[Collected data]
>>
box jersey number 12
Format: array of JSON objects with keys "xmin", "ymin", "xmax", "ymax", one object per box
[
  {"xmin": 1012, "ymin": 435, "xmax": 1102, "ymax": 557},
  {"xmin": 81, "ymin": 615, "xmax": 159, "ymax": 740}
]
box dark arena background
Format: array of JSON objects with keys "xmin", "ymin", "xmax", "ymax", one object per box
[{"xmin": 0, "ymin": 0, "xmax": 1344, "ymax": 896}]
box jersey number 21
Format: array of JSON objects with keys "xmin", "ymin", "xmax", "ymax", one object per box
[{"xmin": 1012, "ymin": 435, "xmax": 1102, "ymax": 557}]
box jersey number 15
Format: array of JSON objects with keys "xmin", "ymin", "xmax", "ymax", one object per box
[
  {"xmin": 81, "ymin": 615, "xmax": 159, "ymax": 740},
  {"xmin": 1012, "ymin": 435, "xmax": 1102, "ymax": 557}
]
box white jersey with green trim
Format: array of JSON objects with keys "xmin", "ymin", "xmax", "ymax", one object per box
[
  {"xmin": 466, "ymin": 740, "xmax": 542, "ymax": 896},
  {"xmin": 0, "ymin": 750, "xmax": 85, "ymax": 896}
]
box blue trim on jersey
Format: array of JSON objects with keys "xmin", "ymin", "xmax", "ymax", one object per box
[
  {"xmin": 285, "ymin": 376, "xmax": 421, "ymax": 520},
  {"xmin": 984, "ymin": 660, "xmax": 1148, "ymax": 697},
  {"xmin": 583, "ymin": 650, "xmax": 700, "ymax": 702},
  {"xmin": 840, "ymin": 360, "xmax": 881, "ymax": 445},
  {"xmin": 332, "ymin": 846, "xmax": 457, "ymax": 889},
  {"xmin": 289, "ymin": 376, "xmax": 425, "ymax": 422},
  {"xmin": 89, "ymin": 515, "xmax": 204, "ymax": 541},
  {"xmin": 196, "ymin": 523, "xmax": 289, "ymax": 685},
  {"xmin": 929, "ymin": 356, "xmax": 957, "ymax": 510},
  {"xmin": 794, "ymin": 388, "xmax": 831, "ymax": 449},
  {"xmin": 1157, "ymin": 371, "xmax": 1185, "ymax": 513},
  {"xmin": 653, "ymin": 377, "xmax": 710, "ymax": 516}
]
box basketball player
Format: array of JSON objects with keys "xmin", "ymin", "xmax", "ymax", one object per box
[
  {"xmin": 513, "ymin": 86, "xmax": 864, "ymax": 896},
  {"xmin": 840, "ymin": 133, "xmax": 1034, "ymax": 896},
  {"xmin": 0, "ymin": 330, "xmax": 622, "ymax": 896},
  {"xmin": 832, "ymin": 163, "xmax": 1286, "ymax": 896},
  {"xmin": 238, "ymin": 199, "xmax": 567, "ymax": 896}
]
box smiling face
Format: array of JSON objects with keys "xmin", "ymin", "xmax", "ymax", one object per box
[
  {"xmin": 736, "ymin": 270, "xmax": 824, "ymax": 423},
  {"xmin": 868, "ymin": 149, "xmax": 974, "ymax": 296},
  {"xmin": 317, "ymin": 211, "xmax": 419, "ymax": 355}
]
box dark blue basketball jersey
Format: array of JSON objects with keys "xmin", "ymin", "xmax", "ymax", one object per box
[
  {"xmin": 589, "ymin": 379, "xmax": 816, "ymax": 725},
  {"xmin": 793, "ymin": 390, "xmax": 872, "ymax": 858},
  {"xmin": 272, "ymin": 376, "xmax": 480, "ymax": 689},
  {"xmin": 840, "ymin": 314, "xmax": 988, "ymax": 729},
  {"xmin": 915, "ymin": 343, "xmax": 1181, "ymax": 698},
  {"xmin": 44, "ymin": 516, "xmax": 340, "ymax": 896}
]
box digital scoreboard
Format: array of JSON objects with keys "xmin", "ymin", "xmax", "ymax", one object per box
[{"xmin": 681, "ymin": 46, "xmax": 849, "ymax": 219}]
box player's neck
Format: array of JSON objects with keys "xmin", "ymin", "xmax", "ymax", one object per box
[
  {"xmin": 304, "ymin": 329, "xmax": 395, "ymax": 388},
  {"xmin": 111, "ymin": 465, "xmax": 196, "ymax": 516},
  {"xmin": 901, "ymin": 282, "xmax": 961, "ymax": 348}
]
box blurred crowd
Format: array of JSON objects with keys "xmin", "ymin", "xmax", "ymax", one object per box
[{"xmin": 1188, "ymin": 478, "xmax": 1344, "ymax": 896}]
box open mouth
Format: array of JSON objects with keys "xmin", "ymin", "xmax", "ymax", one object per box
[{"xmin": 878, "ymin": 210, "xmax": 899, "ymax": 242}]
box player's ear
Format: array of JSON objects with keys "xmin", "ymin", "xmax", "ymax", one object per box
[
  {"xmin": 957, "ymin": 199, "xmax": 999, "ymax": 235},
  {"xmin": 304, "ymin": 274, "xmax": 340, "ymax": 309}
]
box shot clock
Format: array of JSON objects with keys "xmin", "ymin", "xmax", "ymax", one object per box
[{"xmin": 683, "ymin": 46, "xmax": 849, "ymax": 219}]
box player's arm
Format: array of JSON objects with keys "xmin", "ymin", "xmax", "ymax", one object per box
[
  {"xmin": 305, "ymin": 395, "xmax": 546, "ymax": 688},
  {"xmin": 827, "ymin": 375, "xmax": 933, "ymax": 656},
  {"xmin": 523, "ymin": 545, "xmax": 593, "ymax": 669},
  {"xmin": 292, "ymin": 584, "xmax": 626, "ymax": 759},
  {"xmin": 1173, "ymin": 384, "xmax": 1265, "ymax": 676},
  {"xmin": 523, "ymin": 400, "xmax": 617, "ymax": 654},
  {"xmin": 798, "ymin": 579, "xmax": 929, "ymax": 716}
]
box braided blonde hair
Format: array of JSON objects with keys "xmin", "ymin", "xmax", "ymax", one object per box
<<
Can you give these data lines as a numbered list, leaving out any blank lines?

Result for this exercise:
1. box jersey number 12
2. Format: array of JSON objects with keys "xmin", "ymin", "xmax", "ymax", one object per box
3. [
4.   {"xmin": 1012, "ymin": 435, "xmax": 1102, "ymax": 557},
5.   {"xmin": 81, "ymin": 615, "xmax": 159, "ymax": 740}
6. ]
7. box dark arena background
8. Format: array of JSON objects with keys "xmin", "ymin", "xmax", "ymax", one object per box
9. [{"xmin": 0, "ymin": 0, "xmax": 1344, "ymax": 896}]
10. box jersey number 21
11. Format: array of JSON objects with keys "xmin", "ymin", "xmax", "ymax", one object per box
12. [{"xmin": 1012, "ymin": 435, "xmax": 1102, "ymax": 557}]
13. box jersey number 15
14. Format: array of JSON objects with keys "xmin", "ymin", "xmax", "ymax", one object per box
15. [
16.   {"xmin": 81, "ymin": 615, "xmax": 159, "ymax": 740},
17.   {"xmin": 1012, "ymin": 435, "xmax": 1102, "ymax": 557}
18. ]
19. box white jersey with green trim
20. Format: array of JSON objects with keys "xmin", "ymin", "xmax", "ymax", one object per box
21. [
22.   {"xmin": 466, "ymin": 740, "xmax": 542, "ymax": 896},
23.   {"xmin": 0, "ymin": 750, "xmax": 85, "ymax": 896}
24. ]
25. box blue trim on jersey
26. Format: array of JSON objects with keys "xmin", "ymin", "xmax", "ymax", one object per box
27. [
28.   {"xmin": 285, "ymin": 376, "xmax": 421, "ymax": 520},
29.   {"xmin": 984, "ymin": 660, "xmax": 1148, "ymax": 697},
30.   {"xmin": 583, "ymin": 650, "xmax": 700, "ymax": 702},
31.   {"xmin": 840, "ymin": 360, "xmax": 881, "ymax": 445},
32.   {"xmin": 332, "ymin": 846, "xmax": 457, "ymax": 889},
33.   {"xmin": 289, "ymin": 376, "xmax": 425, "ymax": 422},
34.   {"xmin": 89, "ymin": 515, "xmax": 204, "ymax": 541},
35.   {"xmin": 196, "ymin": 523, "xmax": 289, "ymax": 685},
36.   {"xmin": 929, "ymin": 356, "xmax": 957, "ymax": 510},
37.   {"xmin": 794, "ymin": 388, "xmax": 831, "ymax": 449},
38.   {"xmin": 1157, "ymin": 371, "xmax": 1185, "ymax": 513},
39.   {"xmin": 653, "ymin": 377, "xmax": 710, "ymax": 516}
40. ]
41. box basketball player
42. Format: array of JSON objects with keys "xmin", "ymin", "xmax", "ymax", one object per box
43. [
44.   {"xmin": 513, "ymin": 86, "xmax": 864, "ymax": 896},
45.   {"xmin": 840, "ymin": 133, "xmax": 1034, "ymax": 896},
46.   {"xmin": 0, "ymin": 330, "xmax": 622, "ymax": 896},
47.   {"xmin": 832, "ymin": 163, "xmax": 1286, "ymax": 896},
48.   {"xmin": 238, "ymin": 199, "xmax": 567, "ymax": 896}
49. ]
50. box smiling face
51. Format: array of JSON objects with keys "xmin", "ymin", "xmax", "ymax", one object per box
52. [
53.   {"xmin": 736, "ymin": 270, "xmax": 824, "ymax": 423},
54.   {"xmin": 868, "ymin": 149, "xmax": 974, "ymax": 296},
55.   {"xmin": 317, "ymin": 211, "xmax": 419, "ymax": 355}
56. ]
57. box dark blue basketball jersey
58. Format: array of JSON objects with keys "xmin", "ymin", "xmax", "ymax", one object per box
59. [
60.   {"xmin": 589, "ymin": 379, "xmax": 816, "ymax": 725},
61.   {"xmin": 793, "ymin": 390, "xmax": 872, "ymax": 858},
62.   {"xmin": 272, "ymin": 376, "xmax": 480, "ymax": 689},
63.   {"xmin": 840, "ymin": 314, "xmax": 988, "ymax": 729},
64.   {"xmin": 915, "ymin": 343, "xmax": 1181, "ymax": 698},
65.   {"xmin": 44, "ymin": 516, "xmax": 340, "ymax": 896}
66. ]
67. box digital scoreboard
68. Format: array of JSON objects with keys "xmin", "ymin", "xmax", "ymax", one object per box
69. [{"xmin": 681, "ymin": 46, "xmax": 849, "ymax": 219}]
70. box player's neck
71. Format: array of JSON objects with keys "xmin", "ymin", "xmax", "ymax", one object per box
72. [
73.   {"xmin": 304, "ymin": 329, "xmax": 395, "ymax": 388},
74.   {"xmin": 111, "ymin": 465, "xmax": 196, "ymax": 516},
75.   {"xmin": 901, "ymin": 282, "xmax": 961, "ymax": 348}
76. ]
77. box blurred crowd
78. Format: array of JSON objects with keys "xmin", "ymin", "xmax", "ymax", one object per box
79. [{"xmin": 1188, "ymin": 478, "xmax": 1344, "ymax": 896}]
80. box open mouth
81. Format: array of JSON objects with keys "xmin", "ymin", "xmax", "ymax", one object per box
82. [{"xmin": 878, "ymin": 210, "xmax": 899, "ymax": 242}]
83. box player's ear
84. Format: array of JSON objects with keys "xmin", "ymin", "xmax", "ymax", one object per box
85. [
86.   {"xmin": 957, "ymin": 199, "xmax": 999, "ymax": 235},
87.   {"xmin": 304, "ymin": 274, "xmax": 340, "ymax": 309}
88. ]
89. box shot clock
90. Format: array of JSON objects with keys "xmin", "ymin", "xmax", "ymax", one object per box
91. [{"xmin": 683, "ymin": 46, "xmax": 849, "ymax": 219}]
92. box player's arm
93. Format: array of JSON objects with keys "xmin", "ymin", "xmax", "ymax", one object per box
94. [
95.   {"xmin": 305, "ymin": 395, "xmax": 546, "ymax": 688},
96.   {"xmin": 827, "ymin": 375, "xmax": 933, "ymax": 656},
97.   {"xmin": 523, "ymin": 545, "xmax": 593, "ymax": 669},
98.   {"xmin": 292, "ymin": 584, "xmax": 626, "ymax": 759},
99.   {"xmin": 1173, "ymin": 384, "xmax": 1265, "ymax": 676},
100.   {"xmin": 523, "ymin": 400, "xmax": 617, "ymax": 654},
101.   {"xmin": 798, "ymin": 579, "xmax": 929, "ymax": 716}
102. ]
103. box braided blonde hair
104. Format: array of JSON objects with keys "xmin", "ymin", "xmax", "ymax", one object per box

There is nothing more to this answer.